Instructions to follow: Lines from the first one down to the one containing "handrail**, I would be grateful." in the data below are the only ones needed; please return them exactly, both ends included.

[Records for this task — start]

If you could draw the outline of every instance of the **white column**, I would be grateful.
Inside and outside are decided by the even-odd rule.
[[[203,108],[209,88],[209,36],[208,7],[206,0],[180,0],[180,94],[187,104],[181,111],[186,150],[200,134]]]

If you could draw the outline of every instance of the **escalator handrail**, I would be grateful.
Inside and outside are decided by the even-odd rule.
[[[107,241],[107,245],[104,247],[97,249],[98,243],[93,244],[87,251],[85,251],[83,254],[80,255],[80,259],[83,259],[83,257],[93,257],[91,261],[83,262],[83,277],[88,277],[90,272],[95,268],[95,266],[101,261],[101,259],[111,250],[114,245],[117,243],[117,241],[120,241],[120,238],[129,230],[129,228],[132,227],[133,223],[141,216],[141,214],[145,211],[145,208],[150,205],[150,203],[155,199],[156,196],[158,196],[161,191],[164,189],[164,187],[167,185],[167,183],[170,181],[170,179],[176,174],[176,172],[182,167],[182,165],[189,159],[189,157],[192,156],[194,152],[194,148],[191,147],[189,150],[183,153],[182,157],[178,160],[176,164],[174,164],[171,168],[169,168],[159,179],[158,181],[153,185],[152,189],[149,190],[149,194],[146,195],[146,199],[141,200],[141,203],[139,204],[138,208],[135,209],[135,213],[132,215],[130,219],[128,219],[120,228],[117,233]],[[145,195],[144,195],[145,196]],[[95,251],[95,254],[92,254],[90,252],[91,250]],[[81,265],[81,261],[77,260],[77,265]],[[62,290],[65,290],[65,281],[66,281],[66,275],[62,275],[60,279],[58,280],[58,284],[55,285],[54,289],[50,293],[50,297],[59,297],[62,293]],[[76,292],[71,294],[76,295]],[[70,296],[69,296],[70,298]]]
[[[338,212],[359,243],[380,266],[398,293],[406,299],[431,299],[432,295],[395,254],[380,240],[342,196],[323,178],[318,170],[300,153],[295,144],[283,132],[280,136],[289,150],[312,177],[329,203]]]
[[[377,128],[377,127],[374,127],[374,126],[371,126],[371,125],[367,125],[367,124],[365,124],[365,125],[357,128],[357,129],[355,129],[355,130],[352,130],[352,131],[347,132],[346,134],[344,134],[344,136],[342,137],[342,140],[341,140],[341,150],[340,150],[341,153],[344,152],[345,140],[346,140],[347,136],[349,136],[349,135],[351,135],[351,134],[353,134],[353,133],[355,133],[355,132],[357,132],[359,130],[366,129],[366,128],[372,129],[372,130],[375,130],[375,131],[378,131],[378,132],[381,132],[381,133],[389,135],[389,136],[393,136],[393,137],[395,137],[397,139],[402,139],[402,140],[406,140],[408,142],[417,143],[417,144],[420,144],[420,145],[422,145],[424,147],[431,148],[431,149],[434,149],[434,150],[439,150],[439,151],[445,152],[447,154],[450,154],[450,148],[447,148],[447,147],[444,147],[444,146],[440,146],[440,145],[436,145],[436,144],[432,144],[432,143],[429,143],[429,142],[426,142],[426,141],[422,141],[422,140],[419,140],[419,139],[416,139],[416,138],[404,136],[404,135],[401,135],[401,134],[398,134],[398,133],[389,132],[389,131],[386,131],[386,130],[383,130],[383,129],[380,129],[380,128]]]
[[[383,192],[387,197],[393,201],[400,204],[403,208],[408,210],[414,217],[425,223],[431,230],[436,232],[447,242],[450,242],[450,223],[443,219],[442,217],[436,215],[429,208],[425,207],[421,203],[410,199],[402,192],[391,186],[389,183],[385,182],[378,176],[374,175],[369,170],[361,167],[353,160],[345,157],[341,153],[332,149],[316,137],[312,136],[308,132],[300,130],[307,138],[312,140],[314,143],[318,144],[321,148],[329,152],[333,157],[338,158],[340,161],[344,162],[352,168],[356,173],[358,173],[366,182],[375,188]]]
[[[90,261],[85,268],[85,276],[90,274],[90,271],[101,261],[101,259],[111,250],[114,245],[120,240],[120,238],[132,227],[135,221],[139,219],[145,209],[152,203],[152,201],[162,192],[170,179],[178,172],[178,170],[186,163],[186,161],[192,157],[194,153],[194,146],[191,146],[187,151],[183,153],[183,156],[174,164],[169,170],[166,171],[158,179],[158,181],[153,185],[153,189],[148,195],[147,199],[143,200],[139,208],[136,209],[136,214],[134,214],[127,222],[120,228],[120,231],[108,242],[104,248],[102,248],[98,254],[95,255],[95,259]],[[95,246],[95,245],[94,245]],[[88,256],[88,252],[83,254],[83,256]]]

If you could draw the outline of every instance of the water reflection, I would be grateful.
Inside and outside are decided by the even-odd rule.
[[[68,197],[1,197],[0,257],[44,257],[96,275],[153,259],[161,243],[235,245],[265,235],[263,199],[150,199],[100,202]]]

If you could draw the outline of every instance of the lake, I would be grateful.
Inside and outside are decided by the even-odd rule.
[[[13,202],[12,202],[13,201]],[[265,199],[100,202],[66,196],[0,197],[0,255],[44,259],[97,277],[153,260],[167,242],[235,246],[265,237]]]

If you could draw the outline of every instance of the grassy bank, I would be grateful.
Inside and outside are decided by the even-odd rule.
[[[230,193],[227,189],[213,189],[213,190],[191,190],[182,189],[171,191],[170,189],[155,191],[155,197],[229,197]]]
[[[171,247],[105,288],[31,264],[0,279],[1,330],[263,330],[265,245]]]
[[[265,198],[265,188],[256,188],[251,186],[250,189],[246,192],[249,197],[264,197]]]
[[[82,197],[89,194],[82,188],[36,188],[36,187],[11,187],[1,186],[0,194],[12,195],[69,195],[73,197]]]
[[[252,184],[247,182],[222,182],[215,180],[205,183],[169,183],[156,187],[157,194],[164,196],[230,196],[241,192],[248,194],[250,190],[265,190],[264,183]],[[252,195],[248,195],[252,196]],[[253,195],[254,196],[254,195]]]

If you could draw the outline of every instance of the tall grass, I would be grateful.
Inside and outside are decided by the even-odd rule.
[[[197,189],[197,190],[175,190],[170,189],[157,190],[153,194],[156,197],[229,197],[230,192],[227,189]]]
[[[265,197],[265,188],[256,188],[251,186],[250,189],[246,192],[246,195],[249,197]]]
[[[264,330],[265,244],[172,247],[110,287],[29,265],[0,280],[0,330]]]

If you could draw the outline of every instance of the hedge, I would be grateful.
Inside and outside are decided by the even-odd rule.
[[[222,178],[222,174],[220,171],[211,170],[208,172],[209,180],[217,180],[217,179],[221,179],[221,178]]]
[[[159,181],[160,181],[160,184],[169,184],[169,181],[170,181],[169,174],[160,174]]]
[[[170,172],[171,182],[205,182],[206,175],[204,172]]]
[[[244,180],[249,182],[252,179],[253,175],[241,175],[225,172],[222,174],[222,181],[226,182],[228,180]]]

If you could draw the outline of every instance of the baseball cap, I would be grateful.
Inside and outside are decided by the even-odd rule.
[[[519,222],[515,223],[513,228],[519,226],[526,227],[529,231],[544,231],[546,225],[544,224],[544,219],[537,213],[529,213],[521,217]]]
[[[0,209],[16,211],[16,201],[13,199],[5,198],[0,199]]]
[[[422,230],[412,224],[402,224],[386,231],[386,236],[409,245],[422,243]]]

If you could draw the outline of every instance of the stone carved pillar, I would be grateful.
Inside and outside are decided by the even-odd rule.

[Records for this task — finish]

Your solution:
If you could draw the outline of every instance of the **white column**, I would be grateful.
Inside and outside are decided by the even-odd rule.
[[[203,108],[209,88],[209,36],[208,7],[206,0],[180,0],[180,94],[187,104],[181,111],[186,150],[200,134]]]

If you could draw the outline of every instance of the **escalator handrail**, I would be grateful.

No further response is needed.